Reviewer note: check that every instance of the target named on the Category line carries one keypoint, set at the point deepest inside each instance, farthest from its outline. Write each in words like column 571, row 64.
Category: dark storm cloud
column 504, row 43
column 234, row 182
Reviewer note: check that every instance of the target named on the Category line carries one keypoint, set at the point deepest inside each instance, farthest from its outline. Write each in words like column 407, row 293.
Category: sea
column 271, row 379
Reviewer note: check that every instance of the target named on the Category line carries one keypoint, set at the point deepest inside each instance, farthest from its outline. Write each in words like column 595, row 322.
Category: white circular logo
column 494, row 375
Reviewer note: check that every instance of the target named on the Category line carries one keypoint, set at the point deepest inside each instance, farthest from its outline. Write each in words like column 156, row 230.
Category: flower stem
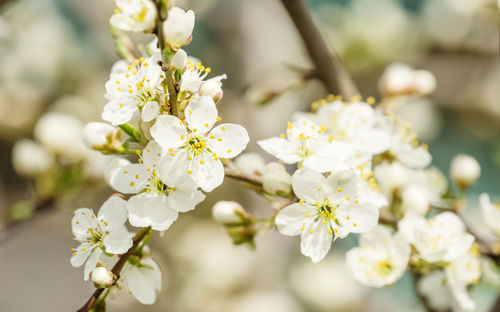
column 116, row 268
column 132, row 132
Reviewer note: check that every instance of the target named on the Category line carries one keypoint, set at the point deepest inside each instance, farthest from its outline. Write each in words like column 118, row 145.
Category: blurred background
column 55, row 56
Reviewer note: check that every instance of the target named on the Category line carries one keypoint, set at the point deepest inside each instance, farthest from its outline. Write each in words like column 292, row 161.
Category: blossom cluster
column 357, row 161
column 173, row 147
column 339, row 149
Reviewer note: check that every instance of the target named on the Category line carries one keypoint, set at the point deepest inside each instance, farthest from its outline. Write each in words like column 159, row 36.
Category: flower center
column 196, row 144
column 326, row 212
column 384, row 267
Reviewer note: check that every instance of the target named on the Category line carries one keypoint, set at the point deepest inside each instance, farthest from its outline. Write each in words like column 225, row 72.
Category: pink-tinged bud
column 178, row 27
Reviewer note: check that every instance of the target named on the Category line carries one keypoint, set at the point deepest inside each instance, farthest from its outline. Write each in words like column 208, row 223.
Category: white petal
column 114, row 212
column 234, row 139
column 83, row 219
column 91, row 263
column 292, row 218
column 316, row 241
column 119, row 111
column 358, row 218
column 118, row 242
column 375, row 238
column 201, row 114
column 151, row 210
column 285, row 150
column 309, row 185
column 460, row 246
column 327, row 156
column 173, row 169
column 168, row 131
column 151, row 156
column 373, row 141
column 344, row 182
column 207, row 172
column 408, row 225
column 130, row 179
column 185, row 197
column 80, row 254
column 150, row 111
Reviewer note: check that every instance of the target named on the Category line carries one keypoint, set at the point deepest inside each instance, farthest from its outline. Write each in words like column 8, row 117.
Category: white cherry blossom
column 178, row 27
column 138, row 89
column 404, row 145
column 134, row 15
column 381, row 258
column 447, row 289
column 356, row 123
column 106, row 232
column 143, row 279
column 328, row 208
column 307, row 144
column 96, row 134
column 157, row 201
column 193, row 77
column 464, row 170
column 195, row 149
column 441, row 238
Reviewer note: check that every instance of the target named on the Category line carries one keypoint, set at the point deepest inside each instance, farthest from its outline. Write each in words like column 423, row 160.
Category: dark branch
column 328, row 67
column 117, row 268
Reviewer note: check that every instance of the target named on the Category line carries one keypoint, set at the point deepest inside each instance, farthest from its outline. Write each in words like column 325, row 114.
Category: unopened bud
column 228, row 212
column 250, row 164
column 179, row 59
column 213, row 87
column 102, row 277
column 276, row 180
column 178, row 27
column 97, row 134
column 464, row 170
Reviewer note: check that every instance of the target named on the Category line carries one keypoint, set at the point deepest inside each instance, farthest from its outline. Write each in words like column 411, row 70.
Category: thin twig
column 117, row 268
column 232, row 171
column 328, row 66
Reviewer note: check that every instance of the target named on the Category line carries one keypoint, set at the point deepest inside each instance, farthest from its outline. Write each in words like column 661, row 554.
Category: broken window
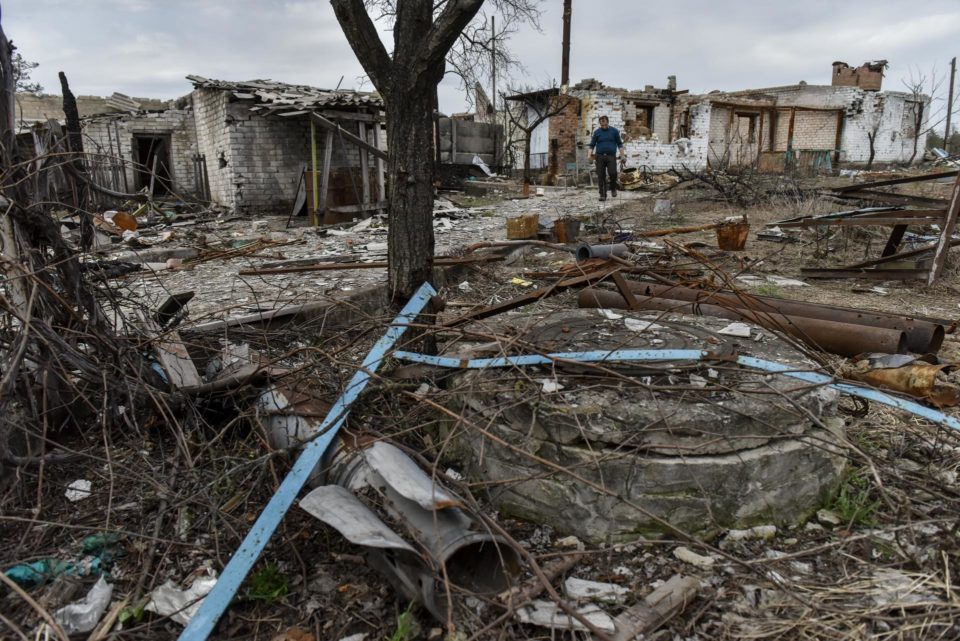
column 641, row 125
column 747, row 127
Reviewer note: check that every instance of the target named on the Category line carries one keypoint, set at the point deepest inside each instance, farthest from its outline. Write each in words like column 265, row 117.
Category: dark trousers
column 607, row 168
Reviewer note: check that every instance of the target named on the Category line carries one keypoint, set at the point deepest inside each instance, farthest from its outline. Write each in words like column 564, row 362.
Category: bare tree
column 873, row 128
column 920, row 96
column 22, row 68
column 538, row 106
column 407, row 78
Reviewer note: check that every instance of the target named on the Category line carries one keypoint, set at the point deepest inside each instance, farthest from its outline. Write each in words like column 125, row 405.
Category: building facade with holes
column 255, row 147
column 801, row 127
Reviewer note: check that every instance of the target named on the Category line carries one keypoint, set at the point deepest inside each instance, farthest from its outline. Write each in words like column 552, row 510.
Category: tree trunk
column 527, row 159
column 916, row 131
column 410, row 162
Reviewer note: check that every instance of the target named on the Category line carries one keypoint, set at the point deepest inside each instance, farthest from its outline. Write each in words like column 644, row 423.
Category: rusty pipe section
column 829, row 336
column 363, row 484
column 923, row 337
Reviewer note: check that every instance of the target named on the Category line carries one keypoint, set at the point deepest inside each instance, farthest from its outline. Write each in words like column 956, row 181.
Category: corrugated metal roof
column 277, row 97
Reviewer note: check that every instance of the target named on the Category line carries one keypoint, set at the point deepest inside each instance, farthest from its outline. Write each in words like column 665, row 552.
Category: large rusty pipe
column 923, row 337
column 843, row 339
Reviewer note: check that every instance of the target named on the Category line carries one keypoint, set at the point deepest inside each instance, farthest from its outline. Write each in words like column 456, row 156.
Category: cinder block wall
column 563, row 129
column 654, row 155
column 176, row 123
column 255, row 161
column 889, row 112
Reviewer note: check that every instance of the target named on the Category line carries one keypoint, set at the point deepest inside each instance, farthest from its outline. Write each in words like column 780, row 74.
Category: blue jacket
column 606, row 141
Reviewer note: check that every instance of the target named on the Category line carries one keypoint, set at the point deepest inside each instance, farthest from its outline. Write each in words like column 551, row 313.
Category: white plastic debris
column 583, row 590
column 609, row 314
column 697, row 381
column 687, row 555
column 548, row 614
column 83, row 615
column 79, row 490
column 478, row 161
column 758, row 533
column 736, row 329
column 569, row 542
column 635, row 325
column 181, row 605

-- Directions for this task --
Set the material above down again word for word. Include none of its pictures.

-- Answer to this problem --
Reviewer note: check that every instance of the target named on the Category line carries one keypoint, set at the point deepest inside each instance, farthest from its outline. Write each in words like column 571, row 64.
Category: dark storm cloud
column 504, row 43
column 234, row 182
Reviewer note: check that every instance of the target named on the Category line carries one keypoint, set at the point deepest inside each instance, farthest from its outline. Write each in words like column 407, row 293.
Category: sea
column 271, row 379
Reviewer note: check that every instance of the target named on the Category line carries one keypoint, set at the point deepest inside each instance, farthest from its outline. Write each in words like column 595, row 322.
Category: white circular logo
column 494, row 375
Reviewer note: check that every instance of the target named on the Category line carries one keypoint, set at the point deepest inside each instance, farthest from its outline. Write each in words like column 156, row 230.
Category: flower stem
column 116, row 268
column 132, row 132
Reviewer note: check that every instance of the target named on the Category line carries one keypoint, set at the point deepest inside each instance, farthest from its outline. Write each in words like column 118, row 145.
Category: blurred background
column 55, row 56
Reviewer note: check that every instance of the target named on the Category line carries one keypoint, set at the point deepest inside each instance, farthest from its outline. Write each in words like column 292, row 161.
Category: blossom cluster
column 357, row 161
column 173, row 147
column 339, row 149
Reviewer note: check that every instance of the target named on the Category line carries one keypoint, set at the point deepest inside each instance, farthest from its outline. Write each in words like column 159, row 36.
Category: flower center
column 196, row 144
column 326, row 212
column 384, row 267
Reviewer note: check that every instance of the target named on the Category line carries one keypoint, set at the point deepest inside each instance, farthest from its outline. Write each in words like column 225, row 72.
Category: pink-tinged bud
column 178, row 27
Reviewer note: check that every instance of the target named on the Category line carries one keypoint, set at the point deepest inside each instance, farthest from its outline. Write each in words like column 208, row 223.
Category: white petal
column 114, row 212
column 234, row 139
column 83, row 219
column 91, row 263
column 292, row 218
column 316, row 241
column 119, row 111
column 358, row 218
column 118, row 242
column 375, row 238
column 201, row 114
column 151, row 210
column 285, row 150
column 309, row 185
column 460, row 246
column 327, row 156
column 173, row 169
column 168, row 131
column 151, row 156
column 373, row 141
column 344, row 182
column 207, row 172
column 408, row 225
column 130, row 179
column 185, row 197
column 80, row 254
column 150, row 111
Reviewer note: check that every instance of the target named on the Category line carries one keypoint, set at the point deepest inside each instance, farthest from its outline. Write each in words like column 8, row 117.
Category: white cherry blossom
column 178, row 27
column 138, row 89
column 404, row 145
column 134, row 15
column 381, row 258
column 447, row 289
column 356, row 123
column 106, row 232
column 143, row 279
column 328, row 208
column 307, row 144
column 96, row 134
column 157, row 201
column 193, row 77
column 464, row 170
column 195, row 149
column 441, row 238
Reviewer note: check that every instance of the target named on the Category line carries one keypoint, set at the point deepest inside each instance, farthest from its outline. Write each in words like column 423, row 160.
Category: dark branch
column 328, row 67
column 117, row 268
Reviewer note: check that every instance of the target named on the Category line carries one keypoint, set at the point deepest inside each instance, farthest from its outline. Write each in words like column 325, row 114.
Category: unopened bud
column 228, row 212
column 250, row 164
column 179, row 59
column 213, row 87
column 102, row 277
column 276, row 180
column 178, row 27
column 97, row 134
column 464, row 170
Reviewer note: check that every instance of the target named on the Category line carries one keypoint, set at the point deepest inside each instance, farthest from its outline. Write each in words like column 411, row 70.
Category: thin twig
column 117, row 268
column 232, row 171
column 328, row 66
Reviewer note: check that every instance of the target named on the Category line carries one keypoint, set at the point deepest inside each instance, farthest from its outline. Write each in words like column 661, row 554.
Category: broken window
column 641, row 125
column 747, row 127
Reviewer note: check that every instance of the target named on the Category line carries one keypoint, set at the point deepest inside each instance, farthest from its outline. Write each in words like column 265, row 117.
Category: dark trousers
column 607, row 168
Reviewer note: check that every instance of the target named on the Category line carries one keypoint, set at the point deepest inside each instance, farthest from its outline. Write each in words like column 564, row 362.
Category: bare tree
column 873, row 128
column 920, row 96
column 22, row 68
column 538, row 106
column 407, row 78
Reviewer note: check that every instance of the target named on the Category line carries one keypoint, set at the point deepest inside each instance, farthest from its outline. Write each in words like column 125, row 405.
Category: building facade with holes
column 255, row 147
column 801, row 127
Reviewer note: check that every instance of the target named on the Category line carries one keypoint, set at the point deepest inside each instance, farthest from its outline. Write each in words like column 552, row 510.
Category: tree trunk
column 527, row 159
column 916, row 131
column 410, row 162
Reviewer note: check that every instance of the target named on the Category line carries one keypoint, set at the point deepest inside each instance, farthest from its outline. Write each in words like column 644, row 423.
Category: rusty pipe section
column 829, row 336
column 363, row 484
column 923, row 337
Reviewer note: check that every instance of the target named on the Category line carries one keypoint, set at the point deepest inside each instance, farthest from its outline. Write each in words like column 956, row 181.
Category: corrugated metal roof
column 277, row 97
Reviewer note: check that every instance of the target named on the Category line carries one keypoint, set at the point deepest inside each instance, farthest from its outline. Write each in words like column 665, row 552.
Category: large rusty pipe
column 923, row 337
column 843, row 339
Reviewer note: check that every instance of the target named on the Category line carries one keypoint, set at the point deepest inside each instance, farthest from its outline. Write each in words like column 456, row 156.
Category: cinder block wall
column 563, row 129
column 654, row 155
column 176, row 123
column 255, row 161
column 889, row 112
Reviewer note: check that every instance of the target named on the Category line carries one keypoint, set at the point deepest inside each instance, farthest from its outline. Write each in words like column 780, row 74.
Category: blue jacket
column 606, row 141
Reviewer note: check that every instance of the target named on the Category line carries one keypoint, set at the point deepest inside each instance, farthest from its outline. Write each in words like column 551, row 313.
Category: white plastic debris
column 583, row 590
column 609, row 314
column 697, row 381
column 687, row 555
column 548, row 614
column 83, row 615
column 79, row 490
column 478, row 161
column 758, row 533
column 736, row 329
column 569, row 542
column 635, row 325
column 181, row 605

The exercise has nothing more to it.